▶ WHAT IS EXPECTED:
Convert every line of the items below into a Markdown table with the columns Row and Line, numbering the rows in order and skipping blank lines. Leave the pictures out.

▶ Dataset items on object locations:
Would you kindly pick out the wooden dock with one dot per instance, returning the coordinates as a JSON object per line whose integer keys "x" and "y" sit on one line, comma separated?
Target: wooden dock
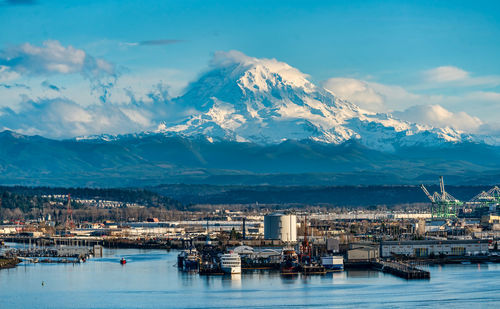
{"x": 403, "y": 270}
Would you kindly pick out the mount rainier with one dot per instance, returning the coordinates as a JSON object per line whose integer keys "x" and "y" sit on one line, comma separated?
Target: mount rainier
{"x": 255, "y": 121}
{"x": 265, "y": 101}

▶ RESULT FOR THIS EXERCISE:
| Row | Line |
|---|---|
| 1 | Would you kindly pick out the wooden dock with one dot per instance, returning the coordinates as a JSON object per line whose integer keys "x" and "y" sit on one line, comma separated? |
| 2 | Target: wooden dock |
| 3 | {"x": 403, "y": 270} |
| 4 | Would you kindly pick out the mount rainier with one dot per instance, returning the coordinates as a JSON object per line whose integer keys "x" and "y" sit on one line, comma separated? |
| 5 | Target: mount rainier |
| 6 | {"x": 255, "y": 121} |
| 7 | {"x": 265, "y": 101} |